◆ **BRANO DI TESTO**:
Dev’essere come la sensazione che consola l’aspirante suicida quando dice a se stesso tanto mi ammazzo e tutto finisce, dev’essere qualcosa di simile a ciò che prova un ammalato quando gli dicono che con un intervento chirurgico guarirà completamente, dev’essere come quando davanti alla faccia disperata del tossico in astinenza qualcuno sventola una cartina dicendo sei a posto. Nel momento stesso in cui il gesto viene compiuto non vi è altro pensiero nella testa che non sia di liberazione. E’ terribile ma è certamente così. Si sta bene per un tempo brevissimo, pochi secondi, pochi minuti, ma si sta bene davvero come dopo aver sbrigato un’odiosa formalità: tutto il peggio sembra passato, davanti c’è solo un effimero nirvana.

Quando dopo l’ omicidio l’assassino si accorge che su di lui non si addensa alcun sospetto, il futuro sembra possibile, sgombro di nubi e di sensi di colpa, perfetto. Succede solo perché in seguito a uno stress prolungato ci si vuole rilassare. Quanto può durare? Un paio di settimane? Prima o poi arriva la certezza di aver perduto ogni rifugio di pace e di non avere nemmeno una carta stradale per trovarlo, un rifugio qualsiasi. E’ la fine. L’assassino – scoperto e arrestato oppure libero e insospettabile – passerà il suo tempo a chiedersi come abbia potuto credere che uccidere fosse una scelta di libertà piuttosto che l’incapacità a resistere a una tentazione oscena. Passerà il suo tempo a chiedersi se tutti i pensieri maligni e distruttivi che l’avevano accompagnato prima del delitto non fossero la spia di una malattia della psiche o peggio, di una coscienza abietta, avariata. Quelle domande a un certo punto non saranno più domande a cui bisogna rispondere, diventeranno semplicemente grumi di tormento, una febbre.

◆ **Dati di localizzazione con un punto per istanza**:

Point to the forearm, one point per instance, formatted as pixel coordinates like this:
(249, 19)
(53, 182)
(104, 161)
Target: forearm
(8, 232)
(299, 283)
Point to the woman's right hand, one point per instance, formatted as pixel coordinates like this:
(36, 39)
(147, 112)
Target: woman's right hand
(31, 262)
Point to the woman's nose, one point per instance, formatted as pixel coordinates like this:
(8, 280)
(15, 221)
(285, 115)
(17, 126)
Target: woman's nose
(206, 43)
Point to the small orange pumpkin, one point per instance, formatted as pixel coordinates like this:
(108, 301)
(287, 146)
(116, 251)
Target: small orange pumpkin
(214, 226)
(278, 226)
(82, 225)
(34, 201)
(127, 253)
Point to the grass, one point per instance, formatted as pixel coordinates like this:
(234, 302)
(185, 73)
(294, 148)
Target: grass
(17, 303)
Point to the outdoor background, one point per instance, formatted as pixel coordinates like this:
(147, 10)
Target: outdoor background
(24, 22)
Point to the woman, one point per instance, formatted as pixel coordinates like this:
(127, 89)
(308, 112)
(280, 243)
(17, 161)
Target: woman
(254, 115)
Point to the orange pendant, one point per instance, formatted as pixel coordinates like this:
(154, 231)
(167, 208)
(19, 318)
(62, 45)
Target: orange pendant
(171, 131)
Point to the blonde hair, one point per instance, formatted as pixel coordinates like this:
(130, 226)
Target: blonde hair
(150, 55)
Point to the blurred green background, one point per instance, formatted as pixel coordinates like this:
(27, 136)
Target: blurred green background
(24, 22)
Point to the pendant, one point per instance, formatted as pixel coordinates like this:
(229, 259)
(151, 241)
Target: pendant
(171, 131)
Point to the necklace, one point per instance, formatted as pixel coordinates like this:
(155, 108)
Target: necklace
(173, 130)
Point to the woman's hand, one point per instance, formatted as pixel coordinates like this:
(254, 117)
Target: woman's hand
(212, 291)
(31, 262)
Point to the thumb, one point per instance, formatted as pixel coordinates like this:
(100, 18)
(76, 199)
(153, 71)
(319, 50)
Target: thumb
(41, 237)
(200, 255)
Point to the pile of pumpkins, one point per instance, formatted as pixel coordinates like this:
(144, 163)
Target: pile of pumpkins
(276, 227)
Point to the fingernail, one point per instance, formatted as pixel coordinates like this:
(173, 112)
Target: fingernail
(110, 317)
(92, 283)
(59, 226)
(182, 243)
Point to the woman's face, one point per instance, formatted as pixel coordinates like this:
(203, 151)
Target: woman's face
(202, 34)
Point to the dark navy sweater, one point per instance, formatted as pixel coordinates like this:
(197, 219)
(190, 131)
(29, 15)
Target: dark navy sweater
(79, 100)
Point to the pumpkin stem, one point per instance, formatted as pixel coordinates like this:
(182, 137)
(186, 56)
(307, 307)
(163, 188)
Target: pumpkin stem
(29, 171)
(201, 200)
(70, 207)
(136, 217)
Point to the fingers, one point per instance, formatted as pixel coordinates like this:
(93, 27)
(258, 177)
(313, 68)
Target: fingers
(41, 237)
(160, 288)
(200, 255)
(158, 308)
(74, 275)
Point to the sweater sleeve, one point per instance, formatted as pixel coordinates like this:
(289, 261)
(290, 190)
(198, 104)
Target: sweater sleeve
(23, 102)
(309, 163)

* * *

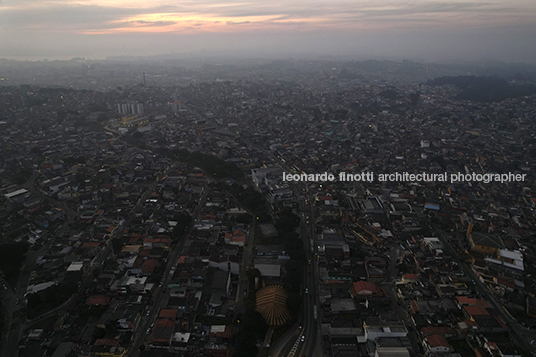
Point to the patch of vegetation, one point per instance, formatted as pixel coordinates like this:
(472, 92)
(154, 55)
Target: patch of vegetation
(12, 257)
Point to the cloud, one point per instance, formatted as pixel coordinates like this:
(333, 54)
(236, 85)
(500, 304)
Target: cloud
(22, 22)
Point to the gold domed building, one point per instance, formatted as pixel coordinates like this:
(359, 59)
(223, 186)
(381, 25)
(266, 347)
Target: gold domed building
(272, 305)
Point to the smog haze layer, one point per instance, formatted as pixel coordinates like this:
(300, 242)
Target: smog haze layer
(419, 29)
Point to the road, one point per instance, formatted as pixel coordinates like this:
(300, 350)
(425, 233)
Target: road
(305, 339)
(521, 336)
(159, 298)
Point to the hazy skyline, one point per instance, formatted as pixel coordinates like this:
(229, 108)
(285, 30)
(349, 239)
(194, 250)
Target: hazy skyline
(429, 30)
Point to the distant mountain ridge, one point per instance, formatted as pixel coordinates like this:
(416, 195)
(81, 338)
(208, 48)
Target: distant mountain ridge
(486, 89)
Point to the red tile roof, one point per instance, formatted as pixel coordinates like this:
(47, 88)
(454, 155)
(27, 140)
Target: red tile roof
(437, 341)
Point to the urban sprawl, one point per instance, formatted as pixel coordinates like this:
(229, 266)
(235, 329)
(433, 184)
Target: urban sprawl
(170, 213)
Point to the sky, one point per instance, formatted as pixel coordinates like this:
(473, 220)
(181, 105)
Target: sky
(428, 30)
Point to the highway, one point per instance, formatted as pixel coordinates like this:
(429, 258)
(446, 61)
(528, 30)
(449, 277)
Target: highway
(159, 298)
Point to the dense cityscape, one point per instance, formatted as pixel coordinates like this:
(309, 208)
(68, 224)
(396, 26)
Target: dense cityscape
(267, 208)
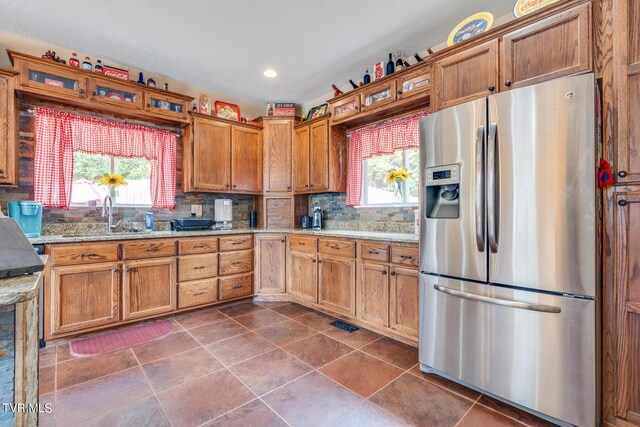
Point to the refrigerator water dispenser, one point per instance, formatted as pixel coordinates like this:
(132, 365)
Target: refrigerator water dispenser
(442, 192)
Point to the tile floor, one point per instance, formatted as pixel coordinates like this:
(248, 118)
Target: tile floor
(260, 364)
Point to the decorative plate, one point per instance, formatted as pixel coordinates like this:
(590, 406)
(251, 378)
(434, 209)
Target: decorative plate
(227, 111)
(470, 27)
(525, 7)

--

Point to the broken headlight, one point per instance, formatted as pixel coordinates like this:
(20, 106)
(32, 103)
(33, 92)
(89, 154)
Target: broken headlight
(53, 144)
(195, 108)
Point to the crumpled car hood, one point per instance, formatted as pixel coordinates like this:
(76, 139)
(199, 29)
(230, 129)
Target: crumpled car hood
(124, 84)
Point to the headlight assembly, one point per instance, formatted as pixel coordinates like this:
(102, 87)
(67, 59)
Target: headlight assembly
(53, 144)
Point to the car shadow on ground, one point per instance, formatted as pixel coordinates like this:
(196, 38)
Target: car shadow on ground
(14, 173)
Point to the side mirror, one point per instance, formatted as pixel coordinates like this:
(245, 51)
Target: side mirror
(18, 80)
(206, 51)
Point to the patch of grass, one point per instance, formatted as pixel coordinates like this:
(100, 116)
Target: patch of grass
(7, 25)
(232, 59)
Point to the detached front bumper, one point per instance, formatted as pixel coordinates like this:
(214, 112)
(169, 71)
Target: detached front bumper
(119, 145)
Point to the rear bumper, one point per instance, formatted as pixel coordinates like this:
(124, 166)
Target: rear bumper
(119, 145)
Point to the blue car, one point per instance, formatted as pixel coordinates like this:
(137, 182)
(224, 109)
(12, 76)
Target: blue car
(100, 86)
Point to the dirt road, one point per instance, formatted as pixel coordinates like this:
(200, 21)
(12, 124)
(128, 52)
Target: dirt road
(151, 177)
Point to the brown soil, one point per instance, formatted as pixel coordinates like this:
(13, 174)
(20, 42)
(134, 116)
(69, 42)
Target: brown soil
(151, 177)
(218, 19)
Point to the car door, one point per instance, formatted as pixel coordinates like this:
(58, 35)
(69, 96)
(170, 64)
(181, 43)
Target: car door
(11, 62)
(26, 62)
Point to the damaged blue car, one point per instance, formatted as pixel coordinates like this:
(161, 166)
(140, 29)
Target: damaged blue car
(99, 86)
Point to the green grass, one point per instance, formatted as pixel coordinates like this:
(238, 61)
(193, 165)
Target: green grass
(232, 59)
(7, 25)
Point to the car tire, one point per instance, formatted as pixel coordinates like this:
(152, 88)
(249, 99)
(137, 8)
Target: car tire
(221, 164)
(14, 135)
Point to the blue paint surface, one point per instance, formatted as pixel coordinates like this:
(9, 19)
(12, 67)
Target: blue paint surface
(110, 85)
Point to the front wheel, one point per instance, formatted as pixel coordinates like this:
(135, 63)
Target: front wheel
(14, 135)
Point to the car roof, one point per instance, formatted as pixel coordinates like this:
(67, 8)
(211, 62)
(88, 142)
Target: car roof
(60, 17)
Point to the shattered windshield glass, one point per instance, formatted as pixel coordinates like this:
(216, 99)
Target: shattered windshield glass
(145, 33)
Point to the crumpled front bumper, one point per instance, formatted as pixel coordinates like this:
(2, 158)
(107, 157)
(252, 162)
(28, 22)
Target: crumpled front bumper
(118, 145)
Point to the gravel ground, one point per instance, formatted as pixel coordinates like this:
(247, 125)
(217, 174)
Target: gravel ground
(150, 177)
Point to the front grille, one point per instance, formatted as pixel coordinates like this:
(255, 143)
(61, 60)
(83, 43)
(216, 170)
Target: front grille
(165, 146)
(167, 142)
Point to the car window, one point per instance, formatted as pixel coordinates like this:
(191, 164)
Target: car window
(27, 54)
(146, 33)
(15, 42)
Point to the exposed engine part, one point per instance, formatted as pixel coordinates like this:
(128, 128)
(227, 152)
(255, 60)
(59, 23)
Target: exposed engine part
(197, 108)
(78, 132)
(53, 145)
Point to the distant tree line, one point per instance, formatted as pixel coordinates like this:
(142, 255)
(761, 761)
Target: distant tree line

◆ **COSA FARAI**:
[1] Rispondi a queste domande sul brano dedicato all'assassino:
(a) Quanto dura, secondo il primo paragrafo, lo stare bene subito dopo il gesto?
(b) Di che cosa si accorge l'assassino dopo l'omicidio, quando il futuro gli sembra possibile?
(c) Che cosa diventeranno alla fine le domande che l'assassino si pone?
[2] Prosegui il brano sull'assassino a partire dalla sua ultima frase.

◆ **RISPOSTE PER COMPITO**:
[1]
(a) Un tempo brevissimo: pochi secondi, pochi minuti.
(b) Si accorge che su di lui non si addensa alcun sospetto.
(c) Diventeranno semplicemente grumi di tormento, una febbre.

[2]
Che faccia hanno gli uomini che uccidono le mogli per rifarsi una vita con un’altra senza considerare il divorzio perché quello ha un prezzo? Perdere tutte le sicurezze economiche, spaccare in due una casa, assaggiare la miseria? Non sia mai, quando uno possiede una casa può già dire di essere qualcuno, no? Il divorzio impoverisce, non sia mai. E che faccia hanno gli uomini che uccidono le donne per gelosia? E quelli che non sopportano più di essersi fissati su una ragazzina al punto da non poter più dormire e allora decidono di agire, di prenderla, di eliminarla, che faccia hanno? Nessun segno particolare. Sono stati nutriti con biscotti vitaminizzati e vestiti con i migliori tessuti, sono stati coccolati e viziati in modo che credessero di essere tipi umani speciali. Hanno vissuto con questa convinzione finché qualcosa non s’è guastato dentro di loro, rovinando tutto l’edificio che custodiva la loro normalità  e tutte le regole: a quel punto è bastato un colpetto col dito per stenderli a terra, l’edificio e le regole, con un fatale effetto domino.